Catalonia, a region in the north-east of Spain, is by any definition of nationalism one might have quite clearly a nation which is furthermore in charge of a significant number of state functions all of their own – namely, it has a devolved parliament, some control over fiscal policies, a local police force, and more. What Catalonia isn’t, of course, is an independent nation-state, though in the last decade or so political events in the region suggest that a sizeable portion of Catalans would be partial to changing that. So what do the people of Catalonia want? And who are the Catalans to begin with?

The answers to these questions are partly historical, but contrary to what is usually the case in discussions such as these, we don’t actually need to go too far back in history. This is of course in keeping with the point I have made in this series of posts that the concept of nationalism and the actual reality of nation-states are rather modern phenomena, no older than 200 years (and mostly European in origin). Curiously, however, it is often the case that many standard or official histories of a given country or nation start rather far back in time, and the case of Catalonia is no exception. The monumental Història de Catalunya [The History of Catalonia], for instance, first published in 1987-89 (in 8 volumes, expanded to 10 in 2003), starts in prehistorical times. There are no doubt many who will claim that in some cases the history of a nation does start much further back than 200 years ago; some nationalists from the Basque Country, for example, another region in the north of Spain, regard Basque culture as a 1000-year phenomenon, but this is an ideological viewpoint rather than a historical one and I shall not be concerned with this type of discourse here.[i]

As a matter of fact, Catalonia neatly exemplifies some of the (recent) historical processes underlying the nationalist phenomenon that I chronicled in Part 1, and this obviously suits my purposes well. This is despite the fact that Catalan nationalism, or Catalanism, is not a core nationalist movement but a peripheral one. As mentioned last month, Catalonia is not an independent nation but part of a greater polity, the nation-state of Spain, from whence it might want to secede. Whether the latter is the case or not in large part depends on what the fabric of Catalan society turns out to be.

*Exercise goal*.
In the extract about Catalonia above, where in time does the Història de Catalunya begin its account?

*Provided data*.

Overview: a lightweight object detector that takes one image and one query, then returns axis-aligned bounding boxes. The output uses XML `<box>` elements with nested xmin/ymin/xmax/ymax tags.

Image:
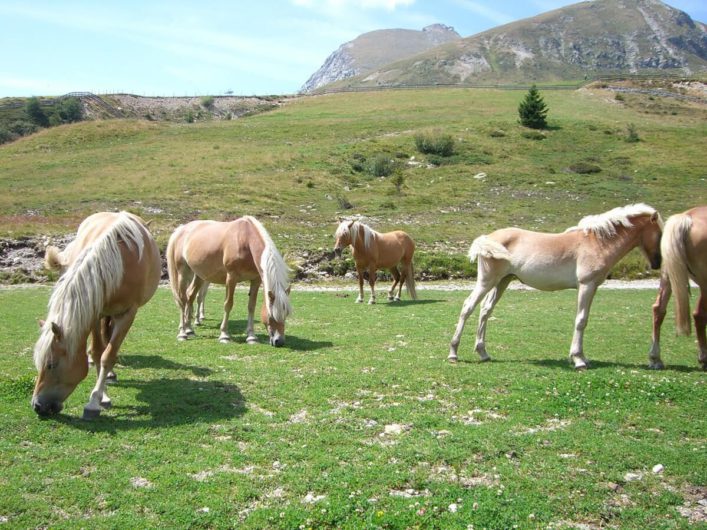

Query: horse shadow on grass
<box><xmin>526</xmin><ymin>359</ymin><xmax>702</xmax><ymax>373</ymax></box>
<box><xmin>448</xmin><ymin>357</ymin><xmax>703</xmax><ymax>373</ymax></box>
<box><xmin>380</xmin><ymin>298</ymin><xmax>446</xmax><ymax>309</ymax></box>
<box><xmin>51</xmin><ymin>348</ymin><xmax>248</xmax><ymax>434</ymax></box>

*Complete answer*.
It starts in prehistorical times.